■ Your goal: Entries follow. Give back exactly the lines starting at the one containing "TARGET = circuit breaker panel" and ending at the one containing "TARGET = small framed picture", and no other lines.

■ Available records:
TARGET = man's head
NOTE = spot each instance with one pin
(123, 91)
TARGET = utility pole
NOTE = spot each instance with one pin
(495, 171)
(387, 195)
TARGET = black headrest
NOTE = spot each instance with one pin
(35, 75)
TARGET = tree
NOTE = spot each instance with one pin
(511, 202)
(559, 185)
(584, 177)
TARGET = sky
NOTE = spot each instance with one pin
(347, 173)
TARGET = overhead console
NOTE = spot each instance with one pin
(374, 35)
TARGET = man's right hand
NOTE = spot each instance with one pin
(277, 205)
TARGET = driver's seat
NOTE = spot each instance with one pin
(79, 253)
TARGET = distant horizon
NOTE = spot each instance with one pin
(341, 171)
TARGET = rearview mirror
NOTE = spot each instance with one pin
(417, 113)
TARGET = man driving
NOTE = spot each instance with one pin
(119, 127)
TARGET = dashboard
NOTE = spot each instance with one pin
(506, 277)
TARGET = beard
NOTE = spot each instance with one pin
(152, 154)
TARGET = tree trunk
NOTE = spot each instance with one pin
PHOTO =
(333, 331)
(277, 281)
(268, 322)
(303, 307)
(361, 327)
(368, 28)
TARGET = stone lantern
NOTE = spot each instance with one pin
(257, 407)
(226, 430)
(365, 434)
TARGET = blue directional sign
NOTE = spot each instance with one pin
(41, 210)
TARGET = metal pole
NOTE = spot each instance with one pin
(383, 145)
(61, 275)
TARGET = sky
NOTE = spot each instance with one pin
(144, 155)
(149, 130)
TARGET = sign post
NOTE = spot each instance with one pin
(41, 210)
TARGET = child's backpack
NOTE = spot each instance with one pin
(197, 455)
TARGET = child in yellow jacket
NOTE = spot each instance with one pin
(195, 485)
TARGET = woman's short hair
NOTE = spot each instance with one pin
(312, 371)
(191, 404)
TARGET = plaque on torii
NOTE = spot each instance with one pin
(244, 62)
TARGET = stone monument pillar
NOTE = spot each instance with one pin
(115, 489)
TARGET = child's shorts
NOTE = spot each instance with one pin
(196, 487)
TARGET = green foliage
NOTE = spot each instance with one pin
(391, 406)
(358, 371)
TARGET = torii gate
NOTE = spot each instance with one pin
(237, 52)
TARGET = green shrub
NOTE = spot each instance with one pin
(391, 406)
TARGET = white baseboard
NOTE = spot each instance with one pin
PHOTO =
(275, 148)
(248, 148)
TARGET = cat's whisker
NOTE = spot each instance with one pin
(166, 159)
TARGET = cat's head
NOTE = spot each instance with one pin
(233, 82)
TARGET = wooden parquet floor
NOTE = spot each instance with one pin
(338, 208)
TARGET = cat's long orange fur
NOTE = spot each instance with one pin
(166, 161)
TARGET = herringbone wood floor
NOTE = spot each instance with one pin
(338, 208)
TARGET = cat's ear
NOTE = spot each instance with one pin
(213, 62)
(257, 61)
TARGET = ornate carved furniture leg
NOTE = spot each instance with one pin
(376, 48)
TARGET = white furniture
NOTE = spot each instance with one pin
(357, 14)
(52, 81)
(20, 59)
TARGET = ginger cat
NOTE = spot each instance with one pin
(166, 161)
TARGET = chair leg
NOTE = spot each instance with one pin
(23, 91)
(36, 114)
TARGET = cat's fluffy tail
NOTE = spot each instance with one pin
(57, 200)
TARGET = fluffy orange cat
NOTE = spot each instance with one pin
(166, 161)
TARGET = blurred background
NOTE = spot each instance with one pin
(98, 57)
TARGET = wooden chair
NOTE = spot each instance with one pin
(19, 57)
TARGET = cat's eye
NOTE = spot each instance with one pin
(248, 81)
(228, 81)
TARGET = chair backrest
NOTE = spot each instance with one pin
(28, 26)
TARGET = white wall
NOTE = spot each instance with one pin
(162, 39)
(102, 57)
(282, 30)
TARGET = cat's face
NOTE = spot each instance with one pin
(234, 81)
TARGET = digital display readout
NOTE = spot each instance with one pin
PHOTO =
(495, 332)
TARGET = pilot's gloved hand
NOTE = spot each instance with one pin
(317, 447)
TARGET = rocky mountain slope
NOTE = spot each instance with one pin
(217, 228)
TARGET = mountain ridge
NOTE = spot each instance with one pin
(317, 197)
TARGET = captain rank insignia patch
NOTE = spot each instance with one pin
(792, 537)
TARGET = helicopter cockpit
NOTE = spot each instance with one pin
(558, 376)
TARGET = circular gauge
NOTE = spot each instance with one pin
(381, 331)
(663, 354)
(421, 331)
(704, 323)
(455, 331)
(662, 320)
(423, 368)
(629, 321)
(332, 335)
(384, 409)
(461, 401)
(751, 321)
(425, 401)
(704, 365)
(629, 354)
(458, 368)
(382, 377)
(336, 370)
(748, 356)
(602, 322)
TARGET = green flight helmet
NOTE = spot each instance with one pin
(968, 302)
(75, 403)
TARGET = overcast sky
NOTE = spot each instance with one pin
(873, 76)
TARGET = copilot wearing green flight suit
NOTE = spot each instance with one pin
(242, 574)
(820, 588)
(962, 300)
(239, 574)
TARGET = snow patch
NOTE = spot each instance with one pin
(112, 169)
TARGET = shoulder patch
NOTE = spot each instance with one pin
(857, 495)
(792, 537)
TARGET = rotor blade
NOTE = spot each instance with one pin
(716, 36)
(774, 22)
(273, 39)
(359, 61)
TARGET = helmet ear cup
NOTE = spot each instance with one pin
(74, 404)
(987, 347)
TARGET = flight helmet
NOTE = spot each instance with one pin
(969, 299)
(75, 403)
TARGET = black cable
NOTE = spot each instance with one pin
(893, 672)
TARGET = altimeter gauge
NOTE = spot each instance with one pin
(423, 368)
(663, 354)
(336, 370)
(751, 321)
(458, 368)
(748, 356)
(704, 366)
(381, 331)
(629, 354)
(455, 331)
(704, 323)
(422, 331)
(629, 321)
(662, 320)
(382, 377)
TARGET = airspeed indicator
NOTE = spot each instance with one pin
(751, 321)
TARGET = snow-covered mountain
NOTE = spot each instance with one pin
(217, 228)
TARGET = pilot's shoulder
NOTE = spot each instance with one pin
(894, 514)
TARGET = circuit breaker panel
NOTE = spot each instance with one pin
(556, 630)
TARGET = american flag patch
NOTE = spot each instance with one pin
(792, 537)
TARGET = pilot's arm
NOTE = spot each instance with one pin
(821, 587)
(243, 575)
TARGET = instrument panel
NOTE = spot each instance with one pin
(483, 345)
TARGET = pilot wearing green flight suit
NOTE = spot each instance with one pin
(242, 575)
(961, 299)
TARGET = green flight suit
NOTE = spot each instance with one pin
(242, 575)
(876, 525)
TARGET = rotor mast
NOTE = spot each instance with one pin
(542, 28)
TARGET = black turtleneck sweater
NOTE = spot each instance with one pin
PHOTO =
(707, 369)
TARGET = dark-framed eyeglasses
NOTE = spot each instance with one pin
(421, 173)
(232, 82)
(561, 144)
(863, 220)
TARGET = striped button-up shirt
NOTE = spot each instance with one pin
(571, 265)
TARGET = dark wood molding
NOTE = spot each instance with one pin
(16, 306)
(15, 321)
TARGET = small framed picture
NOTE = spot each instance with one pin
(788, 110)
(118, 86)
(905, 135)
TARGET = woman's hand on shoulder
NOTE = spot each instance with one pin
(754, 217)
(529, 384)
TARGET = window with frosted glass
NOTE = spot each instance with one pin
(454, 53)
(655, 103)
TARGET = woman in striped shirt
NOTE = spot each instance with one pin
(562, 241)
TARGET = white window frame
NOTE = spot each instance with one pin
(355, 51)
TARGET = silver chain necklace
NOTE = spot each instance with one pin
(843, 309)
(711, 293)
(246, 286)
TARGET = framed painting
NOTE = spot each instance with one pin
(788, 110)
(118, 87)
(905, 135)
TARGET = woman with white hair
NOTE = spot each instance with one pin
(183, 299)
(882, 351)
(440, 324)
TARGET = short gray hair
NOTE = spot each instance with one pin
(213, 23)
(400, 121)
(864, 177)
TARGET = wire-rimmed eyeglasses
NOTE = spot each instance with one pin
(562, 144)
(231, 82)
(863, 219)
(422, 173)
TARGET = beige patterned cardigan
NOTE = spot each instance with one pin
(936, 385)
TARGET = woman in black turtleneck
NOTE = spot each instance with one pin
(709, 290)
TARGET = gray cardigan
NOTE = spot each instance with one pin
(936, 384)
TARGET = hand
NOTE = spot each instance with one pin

■ Solution to this task:
TARGET = circuit breaker panel
NOTE = spot each instance with one pin
(556, 630)
TARGET = american flag patch
NOTE = spot each instance with one pin
(792, 537)
TARGET = pilot's arm
NOTE = spot each instance with one pin
(821, 587)
(243, 575)
TARGET = instrument panel
NOTE = spot each instance with one pin
(483, 345)
TARGET = pilot wearing green flight suit
NOTE = spot each instance with one pin
(242, 575)
(961, 299)
TARGET = green flight suit
NOTE = spot each instance with one pin
(242, 575)
(876, 525)
TARGET = rotor mast
NOTE = spot each instance with one pin
(542, 28)
TARGET = black turtleneck sweater
NOTE = spot each instance with one pin
PHOTO =
(707, 369)
TARGET = dark-framed eyeglasses
NOTE = spot each instance with one pin
(421, 173)
(232, 82)
(561, 144)
(863, 220)
TARGET = striped button-up shirt
NOTE = spot each instance with one pin
(571, 265)
TARGET = dark wood molding
NOTE = spot each instance with one pin
(16, 306)
(15, 321)
TARGET = small framed picture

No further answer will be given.